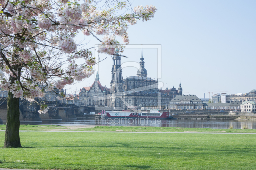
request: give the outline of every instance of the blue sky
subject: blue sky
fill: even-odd
[[[256,88],[256,1],[135,0],[132,6],[147,4],[158,10],[151,20],[138,21],[129,28],[130,44],[161,45],[159,81],[164,82],[164,88],[166,83],[168,88],[178,88],[180,78],[183,92],[200,98],[204,93],[209,96],[209,90],[232,94]],[[98,43],[90,36],[87,48]],[[145,49],[143,53],[148,77],[156,78],[156,49]],[[122,58],[122,62],[139,62],[141,50],[129,49],[124,54],[128,58]],[[99,66],[100,81],[108,87],[112,63],[108,56]],[[123,77],[136,72],[126,68]],[[70,87],[79,90],[91,85],[94,78]]]

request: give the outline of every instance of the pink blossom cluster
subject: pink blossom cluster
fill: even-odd
[[[71,19],[79,19],[82,17],[81,6],[76,1],[66,4],[63,12]]]
[[[142,5],[134,7],[134,11],[138,16],[142,17],[142,21],[148,21],[154,17],[155,13],[157,10],[155,6],[152,5],[146,5],[143,7]]]
[[[59,42],[59,45],[65,53],[70,54],[76,49],[76,44],[74,39],[70,37],[67,37]]]
[[[31,53],[30,51],[26,49],[21,51],[19,51],[17,54],[25,61],[28,61],[32,57]]]
[[[37,19],[38,26],[41,28],[49,29],[52,26],[52,23],[50,18],[44,15],[39,16]]]
[[[121,48],[115,38],[116,36],[113,35],[104,36],[101,45],[99,46],[99,52],[110,55],[114,54],[116,48]]]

::::::

* **Given exercise**
Reproduce the material above verbatim; omit every picture.

* **Solution to this task**
request: give the outline of every instance of the blue sky
subject: blue sky
fill: even-odd
[[[256,88],[256,1],[135,0],[132,6],[147,4],[158,10],[151,20],[138,21],[129,28],[130,44],[161,45],[159,81],[164,82],[164,88],[166,83],[168,88],[178,88],[180,78],[183,92],[200,98],[204,93],[209,96],[209,90],[232,94]],[[98,43],[90,36],[87,48]],[[145,49],[143,53],[148,77],[156,78],[156,49]],[[122,58],[122,62],[139,62],[141,50],[129,49],[124,54],[128,58]],[[99,66],[100,81],[108,87],[112,63],[108,56]],[[123,77],[136,72],[126,68]],[[70,87],[79,90],[91,85],[94,78]]]

request: give the outline of every instance of the pink blossom cluster
subject: pink blossom cluster
fill: even-odd
[[[71,19],[79,19],[82,17],[81,6],[76,1],[66,4],[63,12]]]
[[[142,5],[134,7],[134,11],[138,16],[142,17],[142,21],[148,21],[154,17],[155,13],[157,10],[155,6],[152,5],[146,5],[143,7]]]
[[[59,42],[59,45],[65,53],[70,54],[76,49],[76,44],[74,39],[70,37],[67,37]]]
[[[31,53],[30,51],[26,49],[21,51],[19,51],[17,54],[25,61],[28,61],[32,57]]]
[[[37,19],[38,26],[41,28],[49,29],[52,26],[52,23],[50,18],[44,15],[39,16]]]
[[[121,48],[115,38],[116,36],[113,35],[104,36],[101,45],[99,46],[99,52],[110,55],[114,54],[116,48]]]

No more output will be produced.